→ Given instruction 1
Return the passage of the Purple Haze thread starting at "dear God...I want" and ending at "who has seeds.", copied word for word.
→ Given instruction 2
Using the Purple Haze thread, answer each item briefly.
(a) What reason does SmokeGooD give for not posting a picture of their purple haze plant?
(b) Which strain does Mr.Wakenbake describe as having a high THC content?
(c) What figure does cccep ask about?
→ Given instruction 3
Decide whether each statement agrees with the Purple Haze thread. Answer yes or no, and quote the deciding words.
(a) Mr.Wakenbake says purple haze seeds are easy to find for sale.
(b) LaserKittensGoPewPew was told that true purple haze no longer exists.
(c) Pinero06 asks anyone who finds a seedbank with the strain to post it.

# Here's what the real original Purple Haze looks like



## Pinero06

if any one find seedbank with this strain, post it.


----------



## chronicman

thats the prettiest bud i have ever seen i wish i could smoke some mmmmmmm


----------



## cccep

looks nice dude whats the procent of THC in thos babys?


----------



## BSki8950

wow .. can u order any seeds like that online ??????


----------



## MrMarley

If some one finds these seeds, please let me know, I'd love to smoke on that ish


----------



## bombbudpuffa

DAAAAAAMN!!!! I want some!!!


----------



## MJ20

That looks nice! Who really has these seeds?


----------



## SmokeGooD

hey Pinero06 nice bud Keep it up.. i got a purple haze plant but i can't post it up i don't have no clue how to do it


----------



## LaserKittensGoPewPew

dear God...I want seeds. 

Someone told me true purple haze doesn't even exist anymore? I'm not sure how true that is. If that is indeed purple haze then it's obviously still out there...Now just a matter of finding someone who has seeds.


----------



## Mr.Wakenbake

Just some info for ya here but from what i understand you will not find any "purple haze" strain out there. That is a myth. However, from what I understand the OG Haze and now most every other breeders Haze's have a purple pheno. 

So in fact when u find that pheno of Haze you then have it... purple haze. 

Otherwise there are some better looking purple strains out there like Lavender that has a high THC content , or even Grand Daddy Purple , or The Purps from Sensi i believe.. 

Otherwise the idea of finding purple haze seeds for sale is fruitless.. but Haze seeds r out there and most Haze's do have a purp pheno so ..well good luck in yur searches.

→ Excerpted data
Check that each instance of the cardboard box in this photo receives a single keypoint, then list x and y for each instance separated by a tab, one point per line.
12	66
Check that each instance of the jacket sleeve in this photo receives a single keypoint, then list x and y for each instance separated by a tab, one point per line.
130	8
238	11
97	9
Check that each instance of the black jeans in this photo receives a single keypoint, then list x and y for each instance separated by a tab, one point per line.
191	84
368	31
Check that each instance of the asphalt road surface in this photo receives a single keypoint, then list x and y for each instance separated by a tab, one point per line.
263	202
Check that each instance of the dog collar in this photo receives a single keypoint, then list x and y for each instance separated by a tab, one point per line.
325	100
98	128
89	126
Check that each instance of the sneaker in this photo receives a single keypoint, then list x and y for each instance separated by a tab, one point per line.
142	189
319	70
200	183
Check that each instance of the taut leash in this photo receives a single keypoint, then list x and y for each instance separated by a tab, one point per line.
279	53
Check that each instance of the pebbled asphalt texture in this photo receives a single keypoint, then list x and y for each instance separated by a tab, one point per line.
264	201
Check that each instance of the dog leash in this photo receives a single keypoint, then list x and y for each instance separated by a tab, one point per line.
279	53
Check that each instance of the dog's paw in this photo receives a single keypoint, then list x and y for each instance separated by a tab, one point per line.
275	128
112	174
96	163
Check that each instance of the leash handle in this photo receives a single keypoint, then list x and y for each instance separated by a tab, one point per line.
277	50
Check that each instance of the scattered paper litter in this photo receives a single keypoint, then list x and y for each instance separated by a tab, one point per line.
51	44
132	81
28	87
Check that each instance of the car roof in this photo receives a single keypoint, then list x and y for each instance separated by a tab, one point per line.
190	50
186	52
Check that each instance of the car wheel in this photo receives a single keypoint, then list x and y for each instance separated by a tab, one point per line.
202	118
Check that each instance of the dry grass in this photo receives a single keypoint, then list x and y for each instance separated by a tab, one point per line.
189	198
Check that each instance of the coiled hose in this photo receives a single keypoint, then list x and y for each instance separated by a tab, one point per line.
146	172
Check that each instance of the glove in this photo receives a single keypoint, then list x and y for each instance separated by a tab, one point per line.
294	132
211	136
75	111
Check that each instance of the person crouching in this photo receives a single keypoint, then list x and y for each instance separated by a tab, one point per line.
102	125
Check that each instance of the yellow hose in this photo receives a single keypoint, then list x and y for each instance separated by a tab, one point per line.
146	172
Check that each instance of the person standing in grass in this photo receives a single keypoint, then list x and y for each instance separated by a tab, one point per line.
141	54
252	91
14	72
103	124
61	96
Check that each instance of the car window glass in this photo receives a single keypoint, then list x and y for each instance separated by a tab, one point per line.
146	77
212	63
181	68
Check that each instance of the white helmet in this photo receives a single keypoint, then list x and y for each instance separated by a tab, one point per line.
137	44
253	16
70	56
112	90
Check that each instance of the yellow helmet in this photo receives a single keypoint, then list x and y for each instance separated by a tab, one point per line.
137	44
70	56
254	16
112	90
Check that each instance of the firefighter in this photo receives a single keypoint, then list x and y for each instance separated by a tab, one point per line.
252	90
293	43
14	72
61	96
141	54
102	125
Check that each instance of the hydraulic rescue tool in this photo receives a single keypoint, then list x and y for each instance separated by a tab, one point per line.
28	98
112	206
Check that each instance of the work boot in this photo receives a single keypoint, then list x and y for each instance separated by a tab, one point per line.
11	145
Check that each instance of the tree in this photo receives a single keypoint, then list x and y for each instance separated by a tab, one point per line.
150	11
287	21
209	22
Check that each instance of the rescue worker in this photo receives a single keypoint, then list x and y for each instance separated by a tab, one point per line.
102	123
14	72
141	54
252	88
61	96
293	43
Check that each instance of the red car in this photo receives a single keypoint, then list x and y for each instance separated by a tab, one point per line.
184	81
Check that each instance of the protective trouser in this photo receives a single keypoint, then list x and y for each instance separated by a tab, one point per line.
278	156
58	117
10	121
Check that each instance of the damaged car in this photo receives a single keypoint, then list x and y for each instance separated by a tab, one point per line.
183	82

→ Correct response 1
dear God...I want seeds. 

Someone told me true purple haze doesn't even exist anymore? I'm not sure how true that is. If that is indeed purple haze then it's obviously still out there...Now just a matter of finding someone who has seeds.

→ Correct response 2
(a) SmokeGooD has no idea how to post it.
(b) Lavender.
(c) The percentage of THC.

→ Correct response 3
(a) No: "Otherwise the idea of finding purple haze seeds for sale is fruitless.."
(b) Yes: "Someone told me true purple haze doesn't even exist anymore?"
(c) Yes: "if any one find seedbank with this strain, post it."